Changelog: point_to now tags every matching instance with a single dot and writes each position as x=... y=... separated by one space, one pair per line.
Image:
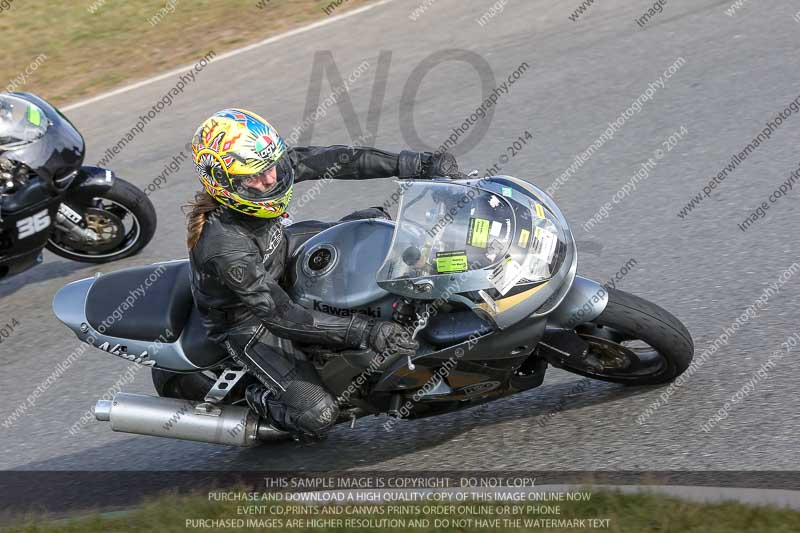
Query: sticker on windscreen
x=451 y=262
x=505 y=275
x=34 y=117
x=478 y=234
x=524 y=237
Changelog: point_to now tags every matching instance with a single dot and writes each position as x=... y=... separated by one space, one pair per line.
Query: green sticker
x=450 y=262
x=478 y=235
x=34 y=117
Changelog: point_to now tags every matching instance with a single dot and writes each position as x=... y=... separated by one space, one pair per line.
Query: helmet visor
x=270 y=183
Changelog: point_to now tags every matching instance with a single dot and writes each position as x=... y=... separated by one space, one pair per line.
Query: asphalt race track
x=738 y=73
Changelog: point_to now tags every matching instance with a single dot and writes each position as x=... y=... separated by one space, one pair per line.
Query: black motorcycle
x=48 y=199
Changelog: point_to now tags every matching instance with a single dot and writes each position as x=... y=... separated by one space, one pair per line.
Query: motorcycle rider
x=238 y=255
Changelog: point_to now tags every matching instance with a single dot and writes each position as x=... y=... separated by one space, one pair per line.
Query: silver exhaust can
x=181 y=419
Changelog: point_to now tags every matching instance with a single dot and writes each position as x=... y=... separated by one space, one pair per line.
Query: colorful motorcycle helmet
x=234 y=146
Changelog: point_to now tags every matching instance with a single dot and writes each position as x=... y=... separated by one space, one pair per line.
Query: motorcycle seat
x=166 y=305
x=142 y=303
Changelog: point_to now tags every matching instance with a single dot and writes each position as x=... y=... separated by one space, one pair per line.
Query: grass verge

____________

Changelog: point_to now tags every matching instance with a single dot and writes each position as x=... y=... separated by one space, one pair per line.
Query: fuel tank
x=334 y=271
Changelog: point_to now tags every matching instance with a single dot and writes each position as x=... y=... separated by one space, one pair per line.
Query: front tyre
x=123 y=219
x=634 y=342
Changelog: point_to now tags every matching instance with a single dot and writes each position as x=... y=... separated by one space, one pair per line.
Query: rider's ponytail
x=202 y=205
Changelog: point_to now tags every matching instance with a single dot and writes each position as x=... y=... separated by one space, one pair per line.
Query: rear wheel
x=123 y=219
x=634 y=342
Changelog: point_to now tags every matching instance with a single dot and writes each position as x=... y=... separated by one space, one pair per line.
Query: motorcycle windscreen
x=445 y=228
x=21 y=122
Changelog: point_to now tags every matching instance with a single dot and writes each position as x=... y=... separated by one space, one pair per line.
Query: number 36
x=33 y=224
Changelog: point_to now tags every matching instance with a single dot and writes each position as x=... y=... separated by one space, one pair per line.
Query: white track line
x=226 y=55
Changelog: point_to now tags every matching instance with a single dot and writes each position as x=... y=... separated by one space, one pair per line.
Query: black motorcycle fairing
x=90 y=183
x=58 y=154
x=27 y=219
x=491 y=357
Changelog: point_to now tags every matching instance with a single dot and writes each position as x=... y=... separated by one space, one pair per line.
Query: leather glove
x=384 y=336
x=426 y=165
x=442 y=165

____________

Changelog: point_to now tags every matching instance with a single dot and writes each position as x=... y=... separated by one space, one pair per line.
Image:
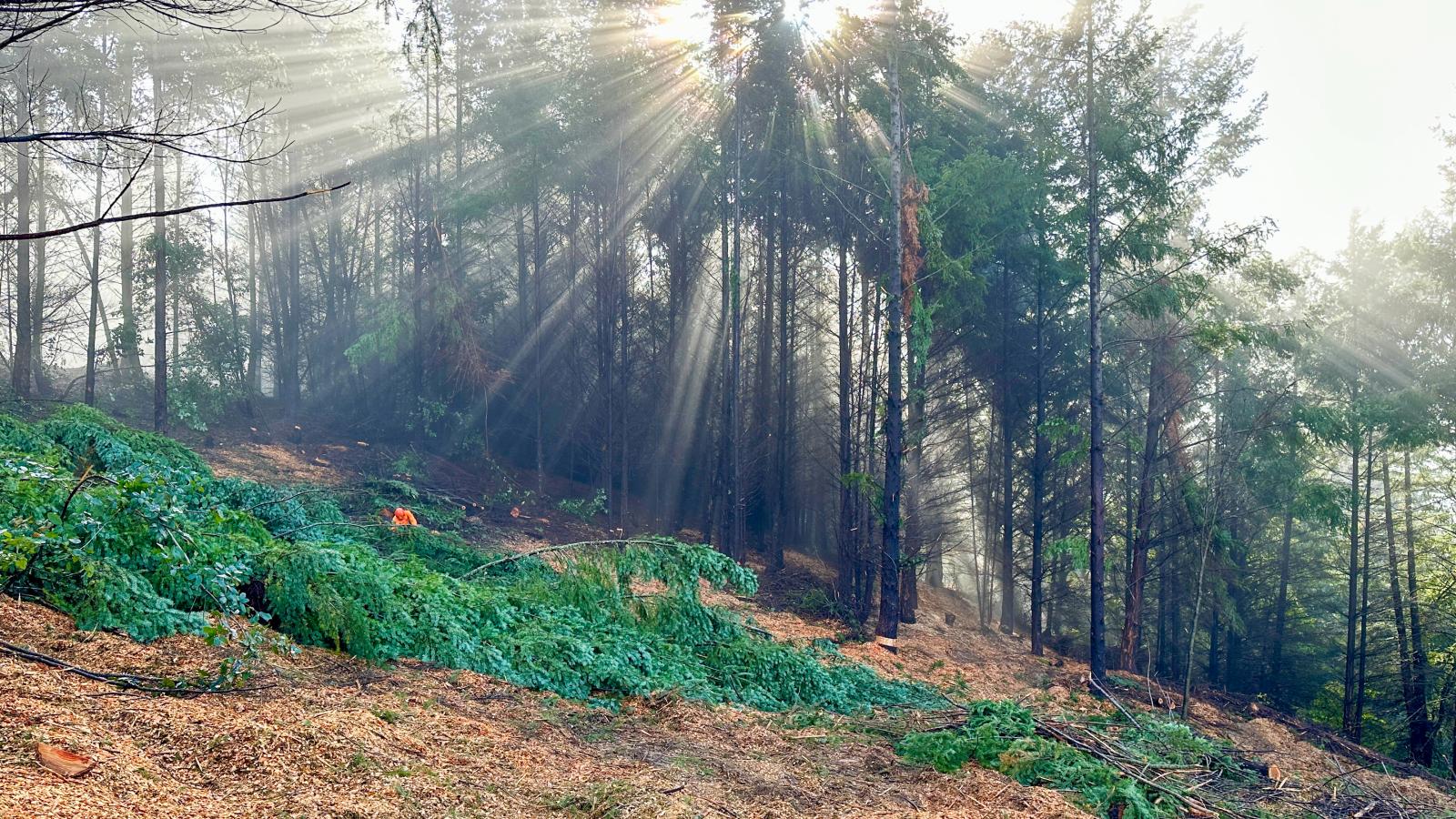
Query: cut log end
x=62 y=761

____________

[PROBLEM DETAILS]:
Find every line in the entries above that contains the string "track" and copy each of those lines.

[EXERCISE RESPONSE]:
Query: asphalt race track
Query: white track line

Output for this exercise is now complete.